• _Selected extract_
Of the three Ottos, the third was the most unusual. His Byzantine mother, an intelligent and politically effective regent, raised him in an atmosphere of exceptional religious idealism, and imbued in him the conviction that he was born to be the theocratic monarch of a sacred empire. The child-sovereign was eleven when his mother died, and historian Tout notes that he was thereafter educated entirely by bishops under the rising influence of the Cluniac movement. (See chapter 1.) Thus, from time to time throughout his short life, he would shed his royal finery, abandon his gold dinner plates, and dress in a rough cloak to visit secluded holy men and shrines.

At sixteen, Otto III crossed the Alps, responding to yet another papal cry for help when Pope John XV sought protection against the Roman mobs in general, and against antipope Boniface VII in particular, who had just starved to death his predecessor. John died before his rescuers arrived, so Otto appointed as his successor, the first German pope: Bruno, aged twenty-four, his own cousin and also a Cluniac sympathizer. Bruno became Pope Gregory V, and began the urgently needed papal reform. However, he died just three years later, and the squalor continued at Rome.

Upon his death, Otto turned to a remarkable monk, Gerbert of Aurillac, a gifted mathematician, born to poverty in Spain, who had crossed the Pyrenees as a young man and found service with the Capet family. The Capetians, who were the counts of Paris, made him archbishop of Reims. In 987, prodded by Gerbert, Hugh Capet persuaded the French nobility to name him king of the West Franks. Hugh’s descendants, filtering down through two dynasties, the Valois and the Bourbons, would rule France until the revolution in 1789. However, once safely enthroned, the ungrateful Hugh had Gerbert fired as archbishop, so he sought work with Otto III, and was warmly received–so warmly that on the death of Gregory V, Otto saw Gerbert made Pope Sylvester II.

The king’s own aspirations were mushrooming alarmingly. Still influenced by his dead mother, he introduced Byzantine titles, eunuchs and elaborately rigid ceremonial to his court. His German nobles had to twist their rough tongues around the alien intricacies of Greek. Rome must become the capital of a new Western empire, Otto decreed, where seven clerics (a mystical number) would consecrate the emperor and elect each new pope. From this sacred and eternal city, operating in intimate partnership, emperor and pope would reform the world.

None of this particularly enthused the German nobility. Then Otto and Pope Sylvester made a move that distinctly disenchanted them. He created native archbishoprics for Hungary, land of the Magyars, and for Poland. From the Christian viewpoint, this made sense. It deeply embedded Latin Christianity in two important emerging nations. But it infuriated the Germans, especially their ecclesiastics. For generations, iron-fisted Teutonic nobles had been expanding eastward, consolidating their victories by appointing German bishops over the Magyar and Slav Christians. Now their young sovereign was not only aping the preposterous manners of the effete Greeks, but also undermining the political strength of his own people along their eastern border. Most of the German church thereupon rebelled against Sylvester, refusing to attend his councils.

So much royal territory had been given to the prince-bishops and to the monasteries that Otto’s family held relatively little land of its own. In need of funding, the royal youngster returned to Germany, hoping to reestablish harmony. Strange stories came with him. He sought guidance, said one account, by entering the crypt under Charlemagne’s chapel at Aachen, and gazing in contemplation upon the imperial cadaver still seated on a throne with scepter in hand. The Germans remained disenchanted. So crossing the Alps for the last time, Otto tried settling again in Rome, only to find he wasn’t wanted there either. The city’s ever-fickle mob had little love for Germans and they set about driving him out.

• _Given material_
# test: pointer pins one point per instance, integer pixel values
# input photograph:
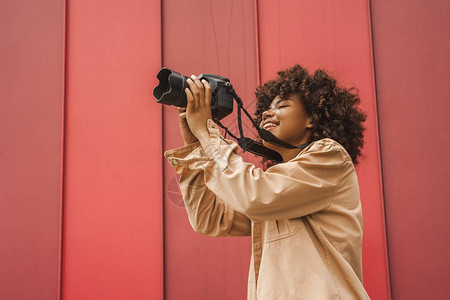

• _Exercise set_
1. Could you retype the stretch of the Otto III passage from "Of the three" through "men and shrines."?
2. Can you carry the account of Otto III forward from its final sentence?

• _Expected outputs_
1.
Of the three Ottos, the third was the most unusual. His Byzantine mother, an intelligent and politically effective regent, raised him in an atmosphere of exceptional religious idealism, and imbued in him the conviction that he was born to be the theocratic monarch of a sacred empire. The child-sovereign was eleven when his mother died, and historian Tout notes that he was thereafter educated entirely by bishops under the rising influence of the Cluniac movement. (See chapter 1.) Thus, from time to time throughout his short life, he would shed his royal finery, abandon his gold dinner plates, and dress in a rough cloak to visit secluded holy men and shrines.

2.
His dreams collapsing, he appealed again for help from Germany, meanwhile visiting Romuald, a miracle-working hermit who dwelt in the swamps near Ravenna, with whom he was said to have shared in self-mortifications and scourging. But no help came. Returning to Rome, he was beset by a sharp fever, probably smallpox, and died in 1002 at twenty-two, leaving no children. Within a year, Pope Sylvester II followed his emperor to the grave.4

Another cousin of Otto’s succeeded him as Henry II, put down the customary rebellion of the nobility, suppressed revolts in both Bohemia and Poland, intervened in Italy where the wrangles and bedlam around the papacy continued, supported the German bishops against the dominant power of the Cluniac movement, and died childless in 1024 after reigning as emperor for ten years. (He and his wife, Cunigunde of Luxembourg, were said to have taken a vow of chastity. The church canonized them both.)

The German monarchy now passed to descendants of Otto I through the female line.5 Conrad II, elected king by his fellow magnates, added the kingdom of Burgundy to the empire, but his most significant contribution to the German kingdom came through his marriage to Gisela of Swabia, a widowed duchess and his distant cousin. She was a strong-minded and intensely Christian woman, and when the marriage produced a son named Henry, his parents supplied him with a more thorough formal education than any previous German monarch. Like the three Ottos, the young Henry grew up believing his kingship to be a sacred obligation, dedicating himself to establishing greater peace for the common people. With the death of his father in 1039 he became king of Germany, and seven years later was crowned Emperor Henry III. Although this sovereign determinedly backed the cause of church reform, the great showdown between the empire and the papacy began to unfold during his reign.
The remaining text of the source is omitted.